In recent years, some of the world’s largest food manufacturers have been conducting brain research of their own to assess the depths of fat’s allure. Unilever alone invested $30 million on a twenty-person team that
used brain imaging and other advanced neurological tools to study the sensory powers of food, including fat. The scientist who led the Unilever team until recently, Francis McGlone,
described its operations as a freewheeling exploration of a rapidly expanding corner of science, where $3 million brain scanning devices and other neurological testing can reveal more about consumer likes and dislikes than companies could ever glean from focus groups. Unilever has a massive lineup of health and beauty aids, from Dove to Alberto VO5, as well as packaged food, from Ben & Jerry’s to Knorr, and McGlone roamed across the whole range of products hunting for ways to improve upon them. For the most part, he sought to discover precisely what made certain groups so alluring. Like many specialists in basic science who go to work for food manufacturers, he brought with him the dispassionate language of researchers who see consumers as experimental subjects.
“I went there to build a research focus that looked at the reward-based systems that underpin their business,” he told me. “Their business was basically all feeding and grooming, involving 6.7 billion people or, in my view, 6.7 billion primates. And I saw feeding and grooming as very stereotypical human behaviors. There is not a lot to be gained from asking people
why
they like something, because they don’t bloody know. These are very low-level processes that drive these fundamental behaviors, and I’d gotten into imaging because it’s a good way to sort of bypass the mouth, if you like, so you can see just what the neural processes are underpinning a behavior.”

....

Answer these questions about the passage on food manufacturers' brain research:
1. How much did Unilever invest in its research team, and how many people did that team have?
2. What price does the passage give for brain scanning devices?
3. How many people did McGlone say Unilever's business involved?
The data that comes next is separate material and is unrelated to the text above.

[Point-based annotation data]
....

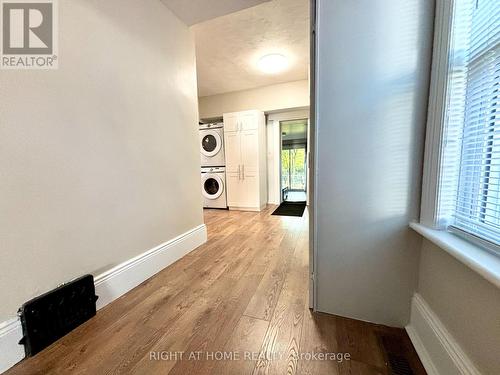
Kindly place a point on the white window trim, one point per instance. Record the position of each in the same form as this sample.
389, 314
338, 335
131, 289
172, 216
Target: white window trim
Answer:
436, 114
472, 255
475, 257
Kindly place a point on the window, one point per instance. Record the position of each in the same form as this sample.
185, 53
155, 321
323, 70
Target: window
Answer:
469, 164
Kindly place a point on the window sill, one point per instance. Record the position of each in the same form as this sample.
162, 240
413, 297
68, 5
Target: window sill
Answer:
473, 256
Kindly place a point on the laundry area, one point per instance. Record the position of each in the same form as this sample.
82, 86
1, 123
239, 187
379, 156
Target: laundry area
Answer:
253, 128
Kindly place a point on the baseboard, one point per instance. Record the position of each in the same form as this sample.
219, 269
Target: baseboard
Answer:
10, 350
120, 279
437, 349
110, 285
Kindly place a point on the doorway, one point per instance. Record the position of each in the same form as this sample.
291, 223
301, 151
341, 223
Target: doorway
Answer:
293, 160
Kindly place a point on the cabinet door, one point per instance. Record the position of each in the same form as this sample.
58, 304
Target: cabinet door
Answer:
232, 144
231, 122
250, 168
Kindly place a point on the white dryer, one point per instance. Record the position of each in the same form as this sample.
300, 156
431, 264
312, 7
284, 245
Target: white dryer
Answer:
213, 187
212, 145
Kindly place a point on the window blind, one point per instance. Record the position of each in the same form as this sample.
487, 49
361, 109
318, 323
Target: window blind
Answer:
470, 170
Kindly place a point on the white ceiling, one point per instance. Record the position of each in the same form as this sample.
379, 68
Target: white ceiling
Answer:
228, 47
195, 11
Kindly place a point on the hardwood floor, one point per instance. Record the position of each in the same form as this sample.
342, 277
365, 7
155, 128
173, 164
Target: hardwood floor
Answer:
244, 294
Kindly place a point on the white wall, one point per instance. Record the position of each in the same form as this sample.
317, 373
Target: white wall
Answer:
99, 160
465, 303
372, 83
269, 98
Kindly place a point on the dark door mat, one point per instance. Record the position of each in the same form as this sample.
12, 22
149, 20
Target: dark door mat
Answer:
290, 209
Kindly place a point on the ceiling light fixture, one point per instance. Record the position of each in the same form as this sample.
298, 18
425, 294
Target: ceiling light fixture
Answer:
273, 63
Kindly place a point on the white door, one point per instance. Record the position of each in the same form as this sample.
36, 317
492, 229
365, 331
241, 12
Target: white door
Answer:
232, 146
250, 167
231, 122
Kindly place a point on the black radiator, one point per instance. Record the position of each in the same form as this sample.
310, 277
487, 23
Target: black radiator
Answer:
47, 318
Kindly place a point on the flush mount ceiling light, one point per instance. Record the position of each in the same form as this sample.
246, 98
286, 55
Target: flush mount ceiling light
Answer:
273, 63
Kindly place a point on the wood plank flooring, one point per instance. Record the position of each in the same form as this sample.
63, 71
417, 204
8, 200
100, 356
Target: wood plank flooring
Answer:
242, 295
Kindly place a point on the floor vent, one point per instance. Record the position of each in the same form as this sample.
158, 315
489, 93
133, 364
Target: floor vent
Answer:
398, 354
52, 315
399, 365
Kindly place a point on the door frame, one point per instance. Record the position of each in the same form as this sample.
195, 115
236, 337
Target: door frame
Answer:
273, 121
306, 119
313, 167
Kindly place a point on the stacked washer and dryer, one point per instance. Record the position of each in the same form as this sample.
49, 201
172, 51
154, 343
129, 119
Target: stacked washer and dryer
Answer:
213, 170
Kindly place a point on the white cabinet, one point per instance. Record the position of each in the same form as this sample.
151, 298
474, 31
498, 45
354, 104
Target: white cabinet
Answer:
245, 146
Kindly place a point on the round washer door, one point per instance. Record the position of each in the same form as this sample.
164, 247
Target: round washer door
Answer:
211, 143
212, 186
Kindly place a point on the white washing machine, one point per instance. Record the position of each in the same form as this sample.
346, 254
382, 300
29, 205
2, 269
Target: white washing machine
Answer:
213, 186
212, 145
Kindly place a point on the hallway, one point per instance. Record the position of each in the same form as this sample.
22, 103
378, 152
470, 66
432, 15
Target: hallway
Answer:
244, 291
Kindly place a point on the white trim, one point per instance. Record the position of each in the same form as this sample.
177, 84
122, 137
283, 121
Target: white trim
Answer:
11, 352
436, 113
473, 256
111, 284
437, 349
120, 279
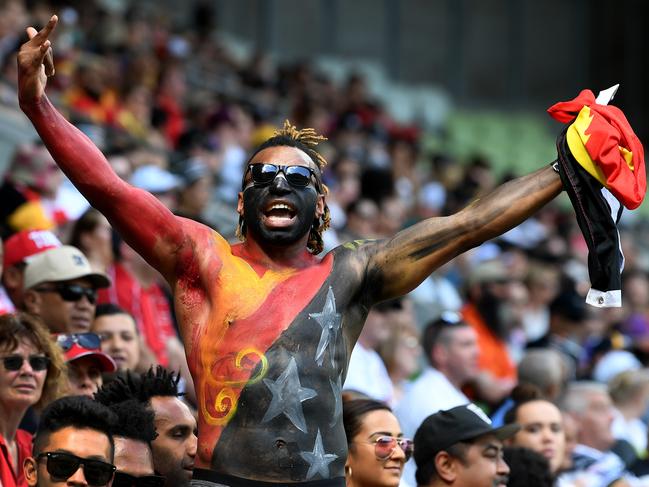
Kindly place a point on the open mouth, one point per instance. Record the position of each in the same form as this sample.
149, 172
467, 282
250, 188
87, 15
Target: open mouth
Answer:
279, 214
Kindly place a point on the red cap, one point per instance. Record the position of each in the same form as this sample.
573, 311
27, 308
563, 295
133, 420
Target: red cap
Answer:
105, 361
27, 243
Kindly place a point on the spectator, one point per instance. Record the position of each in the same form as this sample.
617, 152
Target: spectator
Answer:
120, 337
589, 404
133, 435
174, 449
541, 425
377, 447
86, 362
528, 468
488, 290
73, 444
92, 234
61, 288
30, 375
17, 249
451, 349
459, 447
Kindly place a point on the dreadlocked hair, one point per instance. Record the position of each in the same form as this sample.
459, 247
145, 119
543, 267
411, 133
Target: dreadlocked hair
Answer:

....

FULL ANSWER:
1. $30 million, on a team of twenty people.
2. $3 million.
3. 6.7 billion.